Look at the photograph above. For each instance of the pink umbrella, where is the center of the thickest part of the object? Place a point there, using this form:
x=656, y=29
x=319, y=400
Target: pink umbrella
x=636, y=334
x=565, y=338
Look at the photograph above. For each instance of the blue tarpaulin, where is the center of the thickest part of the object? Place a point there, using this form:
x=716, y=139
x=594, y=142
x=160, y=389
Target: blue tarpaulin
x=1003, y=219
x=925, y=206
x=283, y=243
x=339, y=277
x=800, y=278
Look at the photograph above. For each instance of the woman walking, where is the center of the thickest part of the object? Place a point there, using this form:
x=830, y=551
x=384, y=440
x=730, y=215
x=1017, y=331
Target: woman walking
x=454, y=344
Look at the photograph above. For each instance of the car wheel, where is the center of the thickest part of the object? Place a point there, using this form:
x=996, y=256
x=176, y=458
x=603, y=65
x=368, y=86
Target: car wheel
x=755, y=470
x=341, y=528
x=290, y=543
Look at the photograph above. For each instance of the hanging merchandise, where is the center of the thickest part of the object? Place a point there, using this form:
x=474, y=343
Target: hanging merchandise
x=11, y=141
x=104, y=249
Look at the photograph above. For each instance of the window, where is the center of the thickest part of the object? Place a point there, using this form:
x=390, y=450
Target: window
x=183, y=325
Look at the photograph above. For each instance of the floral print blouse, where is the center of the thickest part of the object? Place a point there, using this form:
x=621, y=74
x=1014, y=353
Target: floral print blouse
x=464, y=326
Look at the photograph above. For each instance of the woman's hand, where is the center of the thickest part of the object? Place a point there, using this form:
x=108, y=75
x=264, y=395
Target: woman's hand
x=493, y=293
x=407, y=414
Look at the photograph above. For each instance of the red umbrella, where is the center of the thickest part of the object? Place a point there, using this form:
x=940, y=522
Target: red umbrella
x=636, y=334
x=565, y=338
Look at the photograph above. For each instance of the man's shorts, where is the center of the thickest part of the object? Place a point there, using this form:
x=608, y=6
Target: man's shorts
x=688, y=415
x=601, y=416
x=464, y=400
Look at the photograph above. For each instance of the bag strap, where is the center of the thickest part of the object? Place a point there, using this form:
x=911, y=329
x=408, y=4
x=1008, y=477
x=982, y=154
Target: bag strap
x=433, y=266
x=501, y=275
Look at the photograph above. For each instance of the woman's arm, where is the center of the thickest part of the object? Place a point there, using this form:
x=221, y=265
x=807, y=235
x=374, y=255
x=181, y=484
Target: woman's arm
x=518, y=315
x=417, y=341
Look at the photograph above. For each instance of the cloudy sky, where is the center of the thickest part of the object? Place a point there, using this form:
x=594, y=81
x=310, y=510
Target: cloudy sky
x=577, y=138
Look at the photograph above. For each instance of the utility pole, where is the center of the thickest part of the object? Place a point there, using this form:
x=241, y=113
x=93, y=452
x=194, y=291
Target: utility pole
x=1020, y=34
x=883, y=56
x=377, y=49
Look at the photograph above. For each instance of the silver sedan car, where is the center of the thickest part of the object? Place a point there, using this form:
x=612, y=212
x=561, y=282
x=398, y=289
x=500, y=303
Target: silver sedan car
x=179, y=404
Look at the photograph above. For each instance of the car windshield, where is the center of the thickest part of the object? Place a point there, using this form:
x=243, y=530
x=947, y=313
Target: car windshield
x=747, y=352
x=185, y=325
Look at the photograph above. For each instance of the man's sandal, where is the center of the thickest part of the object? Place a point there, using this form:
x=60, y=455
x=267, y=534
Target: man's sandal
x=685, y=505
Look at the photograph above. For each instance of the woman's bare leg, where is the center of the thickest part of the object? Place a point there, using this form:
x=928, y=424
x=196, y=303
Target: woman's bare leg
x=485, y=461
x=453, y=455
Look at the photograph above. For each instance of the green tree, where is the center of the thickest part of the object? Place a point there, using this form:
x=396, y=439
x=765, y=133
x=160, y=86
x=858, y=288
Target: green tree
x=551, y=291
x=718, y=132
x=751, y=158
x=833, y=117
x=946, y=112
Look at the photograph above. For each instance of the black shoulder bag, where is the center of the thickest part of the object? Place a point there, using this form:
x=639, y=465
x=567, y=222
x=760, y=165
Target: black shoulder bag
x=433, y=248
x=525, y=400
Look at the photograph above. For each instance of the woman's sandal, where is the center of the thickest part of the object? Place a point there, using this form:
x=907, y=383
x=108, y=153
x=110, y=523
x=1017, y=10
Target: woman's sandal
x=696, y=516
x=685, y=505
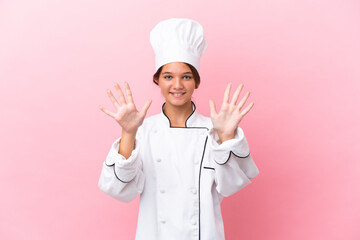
※ ※ ※
Exercise >>
Reproduce the data, starting at the very beginning and ending with the line that contains "x=800, y=278", and offset every answer coordinate by adding 51 to each x and y value. Keep all other lines, including their coordinates, unchanged.

The output >>
Look at the photograph above. For each instance of the pink umbrella, where is the center of the thickest part of the object? Place a point there, using this form:
x=656, y=29
x=319, y=400
Target: pink umbrella
x=687, y=385
x=616, y=389
Look at the photograph above. For each instance of the blue tarpaulin, where is the center of the thickest part of the object? Place a point there, using this form:
x=716, y=139
x=594, y=142
x=160, y=389
Target: blue tarpaulin
x=1054, y=270
x=976, y=257
x=334, y=294
x=390, y=328
x=851, y=329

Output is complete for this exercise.